##### Text

However, pregnant or nursing individuals might need not rely on melatonin supplements too much, as there are limited studies available concerning safety for this particular demographic.
11. Try Herbal Tea or pick a particular kind of coffee ☕
If you’re not too keen on drinking water, maybe warm herbal tea is more your thing. Chamomile tea is a good example.
It has a floral flavor and soothing scent, but its greatest selling point is its sedative effects that have been proven to aid sleep.
But flavors like lavender are also famous among people interested in getting better sleep. All you need is lavender syrup for coffee to make yourself a delicious but relaxing cup.
There are also talks of valerian root. (Nope, this is not about Danaerys and her dragons.)
Valerian root is said to be far more effective than melatonin supplements. It could be an effective key how to counteract caffeine insomnia.
How late can you drink coffee and still sleep?
You can stick to the 2–3 p.m. mark for your last cup of coffee for the day.
Experts recommend a caffeine cutoff window, especially if you start winding down for bed around 9 p.m. But, in the end, there's probably no one-size-fits-all rule for when it's too late to consume caffeine.
I mean it would also depend on what time you consider bedtime right?
Coffee consumed too close to bedtime, such as with dinner, can cause sleep disturbances. It makes me wonder “why do people drink coffee after dinner?” Well, for one, some people could be trying to lose weight with the help of coffee.
Whatever your reasons, it helps to know that caffeine should be avoided for at least 6 hours before bedtime to avoid its disruptive effects on sleep.
Can caffeine in the morning affect sleep at night?
It is less likely that the coffee you consumed for breakfast will affect your sleep more than 12 hours later. This is unless you are hypersensitive to the effects of caffeine or some other possible factors.
A morning cup of joe should be harmless to your natural sleep cycle. You must be wondering: “Can one cup of coffee in the morning affect sleep.” It shouldn’t matter, should it?

##########

» Problem to solve: In the text on coffee and sleep, rewrite the paragraph beginning "Experts recommend a caffeine cutoff window" as one shorter sentence that keeps its main facts. The rows aren't needed for this exercise.

##### Provided information

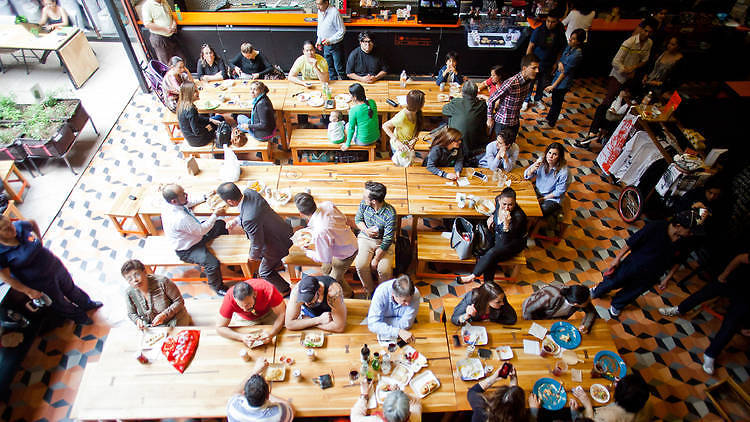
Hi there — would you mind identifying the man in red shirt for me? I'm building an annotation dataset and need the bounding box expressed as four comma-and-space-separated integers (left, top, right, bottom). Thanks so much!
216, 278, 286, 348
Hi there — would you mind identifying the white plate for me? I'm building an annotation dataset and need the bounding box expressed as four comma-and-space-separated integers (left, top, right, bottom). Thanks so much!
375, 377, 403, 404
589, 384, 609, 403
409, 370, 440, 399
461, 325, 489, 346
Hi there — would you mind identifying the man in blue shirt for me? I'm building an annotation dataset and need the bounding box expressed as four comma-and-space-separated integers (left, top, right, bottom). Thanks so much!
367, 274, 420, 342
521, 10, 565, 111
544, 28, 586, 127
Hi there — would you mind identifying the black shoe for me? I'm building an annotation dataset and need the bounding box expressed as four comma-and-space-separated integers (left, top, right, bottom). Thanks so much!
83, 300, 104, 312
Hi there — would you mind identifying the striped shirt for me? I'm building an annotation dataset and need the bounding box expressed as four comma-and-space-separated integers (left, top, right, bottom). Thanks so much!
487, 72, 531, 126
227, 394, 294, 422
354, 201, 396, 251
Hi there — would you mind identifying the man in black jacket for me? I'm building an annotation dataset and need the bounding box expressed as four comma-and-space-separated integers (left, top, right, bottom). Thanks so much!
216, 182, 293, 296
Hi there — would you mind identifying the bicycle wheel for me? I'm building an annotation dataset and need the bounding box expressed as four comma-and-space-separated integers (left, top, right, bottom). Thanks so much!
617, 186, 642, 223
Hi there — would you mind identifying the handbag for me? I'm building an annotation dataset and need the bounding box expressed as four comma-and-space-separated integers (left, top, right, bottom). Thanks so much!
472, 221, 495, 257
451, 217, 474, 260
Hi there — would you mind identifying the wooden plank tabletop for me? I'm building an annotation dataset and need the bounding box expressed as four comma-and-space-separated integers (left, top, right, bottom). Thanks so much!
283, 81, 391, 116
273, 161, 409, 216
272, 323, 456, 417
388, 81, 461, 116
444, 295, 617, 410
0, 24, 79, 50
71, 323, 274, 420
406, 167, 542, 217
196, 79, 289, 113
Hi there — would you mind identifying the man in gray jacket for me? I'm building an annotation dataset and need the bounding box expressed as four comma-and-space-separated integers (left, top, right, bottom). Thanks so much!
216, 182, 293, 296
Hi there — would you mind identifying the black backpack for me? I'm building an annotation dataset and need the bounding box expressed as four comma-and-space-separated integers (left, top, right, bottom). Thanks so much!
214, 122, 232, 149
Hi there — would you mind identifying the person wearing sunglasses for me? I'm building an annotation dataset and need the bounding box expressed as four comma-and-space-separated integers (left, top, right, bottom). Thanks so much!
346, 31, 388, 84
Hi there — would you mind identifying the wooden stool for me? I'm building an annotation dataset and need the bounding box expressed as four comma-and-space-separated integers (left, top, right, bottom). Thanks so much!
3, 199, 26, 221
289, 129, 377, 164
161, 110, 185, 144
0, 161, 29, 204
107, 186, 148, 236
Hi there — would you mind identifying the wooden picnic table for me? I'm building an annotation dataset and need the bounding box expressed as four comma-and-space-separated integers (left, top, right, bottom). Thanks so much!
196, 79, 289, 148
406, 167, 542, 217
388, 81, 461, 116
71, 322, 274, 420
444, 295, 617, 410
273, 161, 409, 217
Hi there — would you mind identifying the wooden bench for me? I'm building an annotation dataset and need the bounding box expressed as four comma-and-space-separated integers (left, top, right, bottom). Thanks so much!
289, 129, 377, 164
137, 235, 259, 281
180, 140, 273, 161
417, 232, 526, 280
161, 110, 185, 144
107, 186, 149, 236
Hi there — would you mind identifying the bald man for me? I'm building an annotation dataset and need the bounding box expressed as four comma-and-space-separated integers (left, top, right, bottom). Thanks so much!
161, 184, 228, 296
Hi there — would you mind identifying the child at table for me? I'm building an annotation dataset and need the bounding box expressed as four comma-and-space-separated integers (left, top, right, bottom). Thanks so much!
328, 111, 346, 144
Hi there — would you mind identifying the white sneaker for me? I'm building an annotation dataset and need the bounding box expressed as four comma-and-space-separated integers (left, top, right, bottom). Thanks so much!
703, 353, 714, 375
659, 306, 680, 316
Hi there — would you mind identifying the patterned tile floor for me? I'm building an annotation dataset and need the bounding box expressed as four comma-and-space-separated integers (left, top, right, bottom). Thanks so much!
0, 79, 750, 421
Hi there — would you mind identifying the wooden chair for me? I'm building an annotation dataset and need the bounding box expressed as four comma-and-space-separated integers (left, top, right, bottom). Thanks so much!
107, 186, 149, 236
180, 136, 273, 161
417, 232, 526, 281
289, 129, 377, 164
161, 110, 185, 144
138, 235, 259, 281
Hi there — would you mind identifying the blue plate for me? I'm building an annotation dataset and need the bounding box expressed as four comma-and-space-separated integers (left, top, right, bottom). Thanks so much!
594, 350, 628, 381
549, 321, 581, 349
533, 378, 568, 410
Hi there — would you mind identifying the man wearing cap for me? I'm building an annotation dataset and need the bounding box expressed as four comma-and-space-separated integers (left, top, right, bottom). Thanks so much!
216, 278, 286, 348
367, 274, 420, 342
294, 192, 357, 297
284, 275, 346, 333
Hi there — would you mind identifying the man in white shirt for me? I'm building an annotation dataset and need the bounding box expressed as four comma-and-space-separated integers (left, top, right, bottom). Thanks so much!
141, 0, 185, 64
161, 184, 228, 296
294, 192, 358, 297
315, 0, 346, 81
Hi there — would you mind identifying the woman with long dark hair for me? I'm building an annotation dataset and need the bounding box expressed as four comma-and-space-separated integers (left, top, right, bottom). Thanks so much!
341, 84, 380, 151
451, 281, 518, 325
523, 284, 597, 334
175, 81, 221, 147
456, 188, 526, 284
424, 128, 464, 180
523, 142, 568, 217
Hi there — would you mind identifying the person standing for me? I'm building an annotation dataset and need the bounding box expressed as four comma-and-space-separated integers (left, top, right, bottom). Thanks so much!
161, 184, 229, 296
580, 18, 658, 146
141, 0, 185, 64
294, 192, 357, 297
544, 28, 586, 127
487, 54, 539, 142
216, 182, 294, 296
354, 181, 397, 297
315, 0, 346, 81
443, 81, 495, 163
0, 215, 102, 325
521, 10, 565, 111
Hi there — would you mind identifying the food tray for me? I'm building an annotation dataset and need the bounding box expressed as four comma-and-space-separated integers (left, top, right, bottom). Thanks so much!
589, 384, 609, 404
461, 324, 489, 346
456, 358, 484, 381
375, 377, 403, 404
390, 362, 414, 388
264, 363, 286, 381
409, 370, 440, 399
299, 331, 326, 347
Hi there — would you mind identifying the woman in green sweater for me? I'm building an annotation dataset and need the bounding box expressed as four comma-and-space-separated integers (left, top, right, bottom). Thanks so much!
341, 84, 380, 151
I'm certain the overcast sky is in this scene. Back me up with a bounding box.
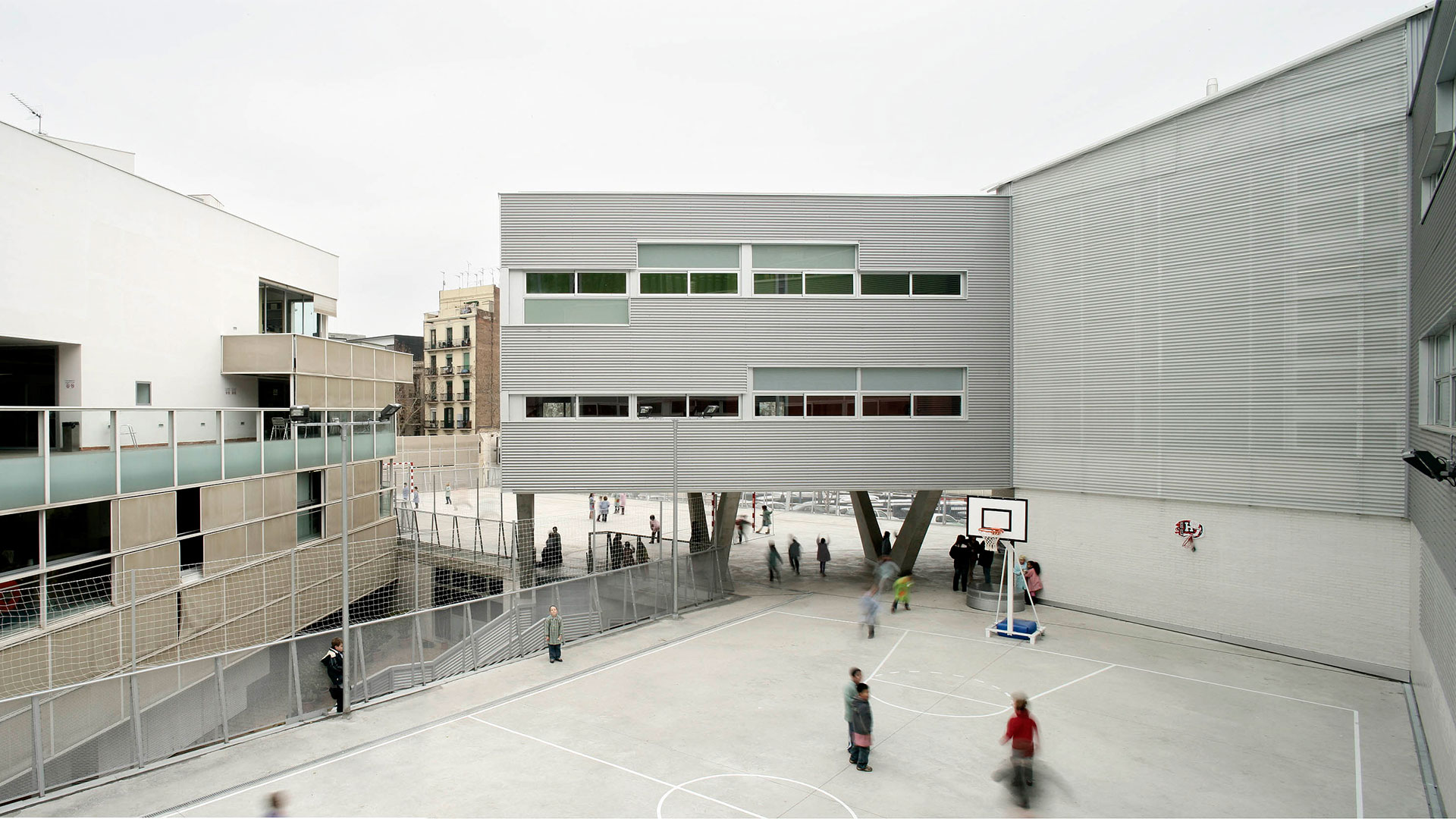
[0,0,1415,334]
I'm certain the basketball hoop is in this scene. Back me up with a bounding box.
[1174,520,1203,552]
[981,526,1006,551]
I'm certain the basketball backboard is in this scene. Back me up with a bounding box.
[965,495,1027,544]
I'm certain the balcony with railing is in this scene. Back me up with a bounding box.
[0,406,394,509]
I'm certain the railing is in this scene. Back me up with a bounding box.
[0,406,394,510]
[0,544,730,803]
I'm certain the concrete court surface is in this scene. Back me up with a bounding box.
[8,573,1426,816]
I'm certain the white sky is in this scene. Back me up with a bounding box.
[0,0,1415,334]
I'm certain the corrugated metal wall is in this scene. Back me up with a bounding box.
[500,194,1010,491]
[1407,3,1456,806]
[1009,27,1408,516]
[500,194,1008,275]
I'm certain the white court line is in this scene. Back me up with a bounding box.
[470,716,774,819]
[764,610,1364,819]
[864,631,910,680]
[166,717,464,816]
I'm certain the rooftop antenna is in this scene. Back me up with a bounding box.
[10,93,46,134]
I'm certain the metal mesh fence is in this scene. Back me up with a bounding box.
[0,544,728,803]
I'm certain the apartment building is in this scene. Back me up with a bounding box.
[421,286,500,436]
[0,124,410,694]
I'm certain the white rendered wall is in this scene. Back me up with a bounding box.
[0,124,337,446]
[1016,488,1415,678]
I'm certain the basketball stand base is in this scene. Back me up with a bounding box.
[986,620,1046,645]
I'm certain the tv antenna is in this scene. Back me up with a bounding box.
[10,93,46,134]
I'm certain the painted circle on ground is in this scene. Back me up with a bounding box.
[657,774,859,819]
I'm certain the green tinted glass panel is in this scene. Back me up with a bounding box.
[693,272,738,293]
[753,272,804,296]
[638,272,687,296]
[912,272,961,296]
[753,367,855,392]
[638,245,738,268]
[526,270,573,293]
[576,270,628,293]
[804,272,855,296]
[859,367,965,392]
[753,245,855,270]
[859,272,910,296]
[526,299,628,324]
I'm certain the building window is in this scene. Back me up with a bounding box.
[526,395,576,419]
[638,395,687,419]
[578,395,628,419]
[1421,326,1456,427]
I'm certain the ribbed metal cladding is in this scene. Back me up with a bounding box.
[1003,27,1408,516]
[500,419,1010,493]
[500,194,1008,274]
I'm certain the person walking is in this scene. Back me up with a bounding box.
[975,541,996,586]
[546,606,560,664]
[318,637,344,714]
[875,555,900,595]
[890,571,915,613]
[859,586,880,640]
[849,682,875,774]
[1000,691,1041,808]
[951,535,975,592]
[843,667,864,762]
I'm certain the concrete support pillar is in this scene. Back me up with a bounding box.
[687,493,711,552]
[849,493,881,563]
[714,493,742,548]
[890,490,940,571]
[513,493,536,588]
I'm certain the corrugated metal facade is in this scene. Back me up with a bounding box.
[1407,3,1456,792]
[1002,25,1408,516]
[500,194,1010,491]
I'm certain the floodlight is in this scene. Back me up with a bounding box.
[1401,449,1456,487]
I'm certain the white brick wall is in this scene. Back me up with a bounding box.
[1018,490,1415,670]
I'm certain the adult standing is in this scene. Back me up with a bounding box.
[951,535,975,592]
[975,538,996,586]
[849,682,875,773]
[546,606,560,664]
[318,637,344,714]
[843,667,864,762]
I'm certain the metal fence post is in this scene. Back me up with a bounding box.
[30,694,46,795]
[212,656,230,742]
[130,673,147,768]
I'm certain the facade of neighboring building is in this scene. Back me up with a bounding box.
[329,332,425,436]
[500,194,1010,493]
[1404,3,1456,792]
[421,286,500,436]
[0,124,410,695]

##########

» Output for this exercise: Experts advise a caffeine cutoff window, especially for people who start winding down around 9 p.m., though there is probably no single rule for when caffeine is too late.